:: WHAT YOU NEED TO DO ::
a – Which stories does the review of Turner's short story collection rate, and what score does each receive?
b – Will you pick up the review of Turner's short story collection right after its last sentence and keep it going?

:: EXTRACT TO READ ::
*** Begin section ***

However, the best thing about those books is, by far, the characters. Turner has a knack for great, multi-dimensional characters the way Brandon Sanderson has a knack for cool magic systems, or the way Patrick Rothfuss has a knack for pretty words, or the way that Gene Wolfe has a knack for world building. It is her strongest trait by far. Which is not to say that those books don’t have decent world-building, lore, and plots behind them, because they do, but they’re just regular good.

I was very excited when I found out that Turner had a short story collection I could read, though now that I’ve read it I realize that her strongest trait, character, is something that typically takes a back seat in short stories so that unique ideas, plots, or styles of writing can take center stage. There’s simply not enough words in a short story to develop strong characters (usually), but the length is perfect for experimentation in other areas.

These stories, unfortunately, are not at all experimental. They’re charming, but woefully predictable, and they all wrap up a little too cleanly for my taste. I would say that the majority of short stories I've read have at least somewhat ambiguous endings, and that's probably for the best. You can get away with stuff you otherwise couldn't, so why not take advantage of that? We really don't like ambiguous endings in western culture, but somehow that type of ending thrives in short stories and that's a big part of why I'm drawn to them.

A Plague of Leprechaun (1/5)
Tourist start flocking to a small town when a leprechaun is sighted. An artist visiting to paint landscapes gets the gold. Quite boring.

Leroy Roachbane (1/5)
Some kid likes to kill roaches to an unhealthy degree. He has to write a report about his black heritage for school, but he lives in Sweden and the school library only has history books about white people. He crashes his bike and has some sort of hallucination about killing roaches for ancient Swedish tribal people or something. What the shit? Seriously, what the shit?

Factory (4/5)
This is a great little story about a sort of dystopian future where people sleep, eat, live, and work for fourteen hours a day in a giant factory. Work is apparently so scarce that there is a selection process to get in, if you can believe it. The main character, John, due to the results of his psych profile, which indicate he's a loner, is assigned to the 'high crane' where he is isolated from most of the other workers. In fact, it takes him so long to climb up and down the ladder to his crane that he very quickly stops climbing down to take his lunch breaks at all, which further isolates him from the rest of the workers.

At first he enjoys his job, doesn't mind being alone at all, and loves reading the books the factory library provides. He hears rumors of how the previous workers in his position have quit after a short time because they saw ghosts. The official story from the factory, however, is that they quit “because they got bored and lonely.”

*** End section ***

:: PROVIDED INFORMATION ::
*** Begin section ***

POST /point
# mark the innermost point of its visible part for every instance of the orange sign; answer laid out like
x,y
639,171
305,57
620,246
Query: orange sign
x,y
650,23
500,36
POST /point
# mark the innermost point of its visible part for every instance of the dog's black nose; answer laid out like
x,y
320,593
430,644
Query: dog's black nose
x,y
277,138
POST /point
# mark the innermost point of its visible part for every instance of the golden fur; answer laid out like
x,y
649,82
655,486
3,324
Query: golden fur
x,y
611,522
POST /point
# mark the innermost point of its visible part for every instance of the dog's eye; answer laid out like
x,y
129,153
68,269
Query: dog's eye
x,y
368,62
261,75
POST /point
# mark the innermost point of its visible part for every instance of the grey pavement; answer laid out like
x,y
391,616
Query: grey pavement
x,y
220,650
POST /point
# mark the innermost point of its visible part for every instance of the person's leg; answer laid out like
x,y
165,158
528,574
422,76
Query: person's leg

*** End section ***
*** Begin section ***

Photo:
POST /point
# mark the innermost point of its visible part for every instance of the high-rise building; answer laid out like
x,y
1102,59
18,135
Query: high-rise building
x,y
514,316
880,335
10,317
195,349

*** End section ***
*** Begin section ***

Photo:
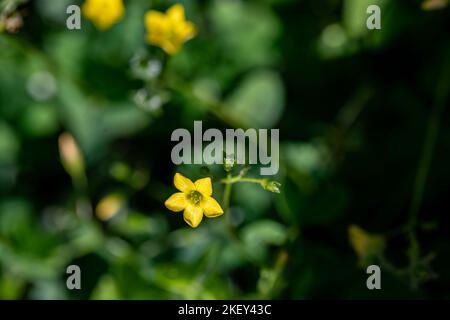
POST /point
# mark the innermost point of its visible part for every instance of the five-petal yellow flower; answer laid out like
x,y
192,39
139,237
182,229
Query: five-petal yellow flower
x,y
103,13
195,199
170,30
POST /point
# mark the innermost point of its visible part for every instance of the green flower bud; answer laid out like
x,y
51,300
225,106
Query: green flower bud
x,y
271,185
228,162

*** End section ***

:: ANSWERS FOR THE TASKS ::
a – A Plague of Leprechaun (1/5), Leroy Roachbane (1/5), Factory (4/5)

b –
At first he ignores these rumors, but eventually he meets one of these ghosts and forms a friendship with her. Turns out she's one of the people who lived in a mansion on this plot of land a long time ago, before the factory was built.

They share poetry, she tells him what nature in her time was like (John's people call pigeons 'birds' because 'there's only the one kind' and he's never heard of a squirrel).

They become really close and he comes to realize that he would rather live in her world, a world that never changes, than grow old and leave her, and so he talks to her mother (who is the one who figured out how to ghost-ify the whole family in the first place) and does exactly that, bringing not only himself but a ton of new books and chocolates into his new friend's unchanging world where they can sit and read and eat chocolate together for all eternity.

It's short, sweet, character-driven, and speaks to what is truly important in life (relationships with other people, ideas, contentment, happiness) vs. what really isn't important at all but a lot of people really think is incredibly important (forward progress, manufacturing, profit, money, work work work and more work). It really resonated with me and my own personal world-view and I enjoyed it immensely.

Aunt Charlotte and the NGA Portraits (3/5)
An old woman tells a story from her youth, about how she befriended this older woman during a vacation who was magical. At the end she gets sent into a painting to retrieve a fur coat for said woman and meets several people who are, in actual fact, not real but people from several different paintings. Basically it's her way of explaining why she sees certain painting as friends, and what parts of it you choose to believe are up to you, as aunt Charlotte would say.

Instead of Three Wishes (4/5)
The 'title track' of this collection if you will, this story is yet again a sweet, character-driven story that shows off Turner's strengths.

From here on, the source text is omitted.